> [Text extract]:

Box set by the Smashing Pumpkins
- Released: October 2025
- Length: 5:17:56 (combined main and bonus tracks)
- Label: Martha's Music

The Smashing Pumpkins chronology
| Aghori Mhori Mei (2024) | Machina: Aranea Alba Editio (2025) |  |

= Machina: Aranea Alba Editio =

Machina: Aranea Alba Editio is a box set by American alternative rock band the Smashing Pumpkins. It was released as an octuple vinyl box set in October 2025, after some delays in production, via the website of Billy Corgan's Madame Zuzu's tea shop. The box set consists of material from the band's 2000 albums Machina/The Machines of God and Machina II/The Friends & Enemies of Modern Music. The band broke up shortly after the release of the latter record, with Corgan saying he considered the entire Machina project "unfinished".

The set includes a 48 track version of the Machina album, as well as 32 bonus tracks. It includes some rerecorded songs, and all the material has been remixed and remastered. It was promoted by a concert tour of North America, with Corgan forming a new band titled Billy Corgan and the Machines of God. The band included Corgan alongside bassist Kid Tigrrr and drummer Jake Hayden, as well as the Smashing Pumpkins's touring guitarist Kiki Wong.

==Background==

"Out of all the records I made, [Machina is] the one where it's a coin flip as to whether or not it should've been finished. I don't think it was produced to a point of completion, it's like looking at an unfinished film. But that's the story of the album, me trying to hold something together that had no more organic reason to hold together other than the name above the door. Until I do the reissue, I can't work out what the last component is and exorcise the ghost of the record."
— Billy Corgan commenting on the Machina project.

After the muted response to the Smashing Pumpkins's 1998 album Adore, Billy Corgan decided to end the band following the release of their next studio album. He envisioned Machina as a rock opera concept album spread out over two discs. Original drummer Jimmy Chamberlin returned to the band in early 1999, after he had been fired following a heroin overdose in 1997. Corgan sought to record the two-disc album with all original band members. However, original bassist D'arcy Wretzky quit following a concert tour of club venues in April 1999, the final event to feature all four original members. Wretzky is credited with playing bass on Machina/The Machines of God, although the extent of her contributions remains unclear.

Machina/The Machines of God was released commercially by Virgin Records in February 2000, with sequel Machina II/The Friends & Enemies of Modern Music released independently that September. The band produced 25 vinyl copies of the latter album, with recipients instructed to share it online as a free download. Virgin had refused to release Machina commercially as a double album.

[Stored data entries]
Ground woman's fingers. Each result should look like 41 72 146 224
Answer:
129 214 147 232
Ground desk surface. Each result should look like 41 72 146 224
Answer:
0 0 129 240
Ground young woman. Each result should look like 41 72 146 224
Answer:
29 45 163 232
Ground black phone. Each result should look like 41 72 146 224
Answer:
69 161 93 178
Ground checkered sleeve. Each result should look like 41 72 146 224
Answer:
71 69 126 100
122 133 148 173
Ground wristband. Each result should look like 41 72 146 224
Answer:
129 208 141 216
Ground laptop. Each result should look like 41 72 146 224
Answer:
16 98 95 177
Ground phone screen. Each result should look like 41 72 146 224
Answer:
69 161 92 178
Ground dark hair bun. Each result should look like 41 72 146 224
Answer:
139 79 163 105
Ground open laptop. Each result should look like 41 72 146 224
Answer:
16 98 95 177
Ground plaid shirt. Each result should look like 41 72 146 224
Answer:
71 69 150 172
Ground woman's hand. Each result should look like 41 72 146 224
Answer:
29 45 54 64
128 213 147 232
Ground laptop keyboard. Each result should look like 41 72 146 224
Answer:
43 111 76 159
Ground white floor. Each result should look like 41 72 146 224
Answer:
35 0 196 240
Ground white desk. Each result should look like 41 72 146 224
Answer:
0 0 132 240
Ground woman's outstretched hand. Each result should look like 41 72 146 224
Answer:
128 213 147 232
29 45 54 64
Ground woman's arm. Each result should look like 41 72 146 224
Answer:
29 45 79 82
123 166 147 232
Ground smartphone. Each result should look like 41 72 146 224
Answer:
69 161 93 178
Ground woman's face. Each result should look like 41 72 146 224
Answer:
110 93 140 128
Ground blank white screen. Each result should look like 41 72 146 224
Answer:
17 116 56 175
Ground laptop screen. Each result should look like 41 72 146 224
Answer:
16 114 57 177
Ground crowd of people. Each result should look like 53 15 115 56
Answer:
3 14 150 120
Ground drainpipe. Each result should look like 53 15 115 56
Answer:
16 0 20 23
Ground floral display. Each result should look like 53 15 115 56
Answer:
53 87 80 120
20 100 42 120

> [Objective]:
Per the text on the Machina box set, how many bonus tracks does the set include? This data is separate from the text.

> [Right answer]:
32 bonus tracks.